Can you write out the whole listing exactly?

=== Material for this exercise ===

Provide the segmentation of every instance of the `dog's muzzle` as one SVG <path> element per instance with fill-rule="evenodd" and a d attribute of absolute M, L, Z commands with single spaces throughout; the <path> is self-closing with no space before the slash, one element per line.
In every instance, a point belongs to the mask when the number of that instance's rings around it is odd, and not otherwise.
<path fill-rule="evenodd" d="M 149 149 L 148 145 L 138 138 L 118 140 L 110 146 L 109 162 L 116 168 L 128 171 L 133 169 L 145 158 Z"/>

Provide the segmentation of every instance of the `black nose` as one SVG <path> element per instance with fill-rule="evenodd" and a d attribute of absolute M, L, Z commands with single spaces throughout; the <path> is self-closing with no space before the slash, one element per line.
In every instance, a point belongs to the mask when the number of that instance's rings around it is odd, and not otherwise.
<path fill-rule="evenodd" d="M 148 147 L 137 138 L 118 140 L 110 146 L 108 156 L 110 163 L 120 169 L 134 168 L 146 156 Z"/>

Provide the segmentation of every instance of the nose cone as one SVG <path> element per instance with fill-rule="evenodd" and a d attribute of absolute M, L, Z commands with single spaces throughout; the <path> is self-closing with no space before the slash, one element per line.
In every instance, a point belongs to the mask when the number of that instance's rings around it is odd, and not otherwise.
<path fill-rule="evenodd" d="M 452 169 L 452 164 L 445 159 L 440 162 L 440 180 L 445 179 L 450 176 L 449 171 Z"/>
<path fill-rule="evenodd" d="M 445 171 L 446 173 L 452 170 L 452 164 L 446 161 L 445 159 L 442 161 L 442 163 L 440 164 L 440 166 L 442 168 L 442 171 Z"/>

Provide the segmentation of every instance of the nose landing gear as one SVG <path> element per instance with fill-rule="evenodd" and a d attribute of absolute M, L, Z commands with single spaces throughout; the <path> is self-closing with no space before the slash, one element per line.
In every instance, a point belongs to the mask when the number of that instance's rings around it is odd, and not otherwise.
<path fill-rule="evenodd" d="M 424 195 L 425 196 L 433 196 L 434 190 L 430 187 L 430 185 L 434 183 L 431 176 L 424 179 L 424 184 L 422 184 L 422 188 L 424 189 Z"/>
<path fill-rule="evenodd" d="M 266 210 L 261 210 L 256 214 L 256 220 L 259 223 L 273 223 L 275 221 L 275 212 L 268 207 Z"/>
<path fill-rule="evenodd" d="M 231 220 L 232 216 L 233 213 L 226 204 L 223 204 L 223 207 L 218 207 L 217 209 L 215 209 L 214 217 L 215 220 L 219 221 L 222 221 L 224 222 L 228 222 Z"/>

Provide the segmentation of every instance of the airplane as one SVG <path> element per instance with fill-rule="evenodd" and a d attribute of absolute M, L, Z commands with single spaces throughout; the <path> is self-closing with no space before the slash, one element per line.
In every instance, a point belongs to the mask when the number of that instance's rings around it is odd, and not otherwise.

===

### Task solution
Provide the segmentation of every instance of the `dog's muzzle` as one SVG <path> element per instance with fill-rule="evenodd" and a d attribute of absolute M, L, Z commands with single spaces throughout; the <path> is self-closing with no space before the slash, one element per line.
In every instance, a point belongs to the mask when the number of that instance's rings around it is odd, and not otherwise.
<path fill-rule="evenodd" d="M 149 149 L 148 145 L 138 138 L 118 140 L 110 146 L 109 162 L 116 168 L 128 171 L 133 169 L 145 158 Z"/>

Provide the segmentation of every instance of the `black nose` as one SVG <path> element per instance with fill-rule="evenodd" and a d attribute of absolute M, L, Z commands with single spaces throughout; the <path> is self-closing with no space before the slash, one element per line.
In every instance, a point belongs to the mask when the number of that instance's rings around it is odd, and not otherwise.
<path fill-rule="evenodd" d="M 148 147 L 137 138 L 118 140 L 110 146 L 108 156 L 110 163 L 120 169 L 134 168 L 146 156 Z"/>

Provide the segmentation of every instance of the nose cone as one SVG <path> element per instance with fill-rule="evenodd" and a d attribute of absolute M, L, Z commands with single spaces throughout; the <path> is self-closing with no space before the slash, one element per line.
In every instance, a point belongs to the mask when the number of that instance's rings around it is odd, and not otherwise.
<path fill-rule="evenodd" d="M 452 169 L 452 164 L 445 159 L 440 162 L 440 180 L 445 179 L 450 176 L 449 171 Z"/>
<path fill-rule="evenodd" d="M 445 171 L 446 173 L 452 170 L 452 164 L 446 161 L 445 159 L 442 161 L 442 163 L 440 164 L 440 166 L 442 168 L 442 171 Z"/>

Provide the segmentation of every instance of the nose landing gear as one SVG <path> element per instance with fill-rule="evenodd" and a d attribute of absolute M, L, Z commands with single spaces throughout; the <path> is self-closing with no space before the slash, one element per line.
In every instance, a point belongs to the mask when the number of that instance's rings around it is odd, and not otherwise.
<path fill-rule="evenodd" d="M 424 195 L 425 196 L 433 196 L 434 190 L 430 187 L 430 185 L 434 183 L 431 176 L 424 179 L 424 184 L 422 184 L 422 188 L 424 189 Z"/>
<path fill-rule="evenodd" d="M 266 210 L 261 210 L 256 214 L 256 220 L 259 223 L 273 223 L 275 221 L 275 212 L 268 207 Z"/>
<path fill-rule="evenodd" d="M 231 220 L 232 216 L 233 213 L 226 204 L 223 204 L 223 207 L 218 207 L 217 209 L 215 209 L 214 217 L 215 220 L 219 221 L 222 221 L 224 222 L 228 222 Z"/>

Provide the segmentation of every instance of the airplane as one SVG <path> element per instance with fill-rule="evenodd" and a d attribute of absolute M, L, Z commands with single spaces throughout; the <path> is self-closing with no space before the slash, one element per line.
In every instance, a point belongs to the mask when the number of that instance's rings around it is odd, and not otherwise.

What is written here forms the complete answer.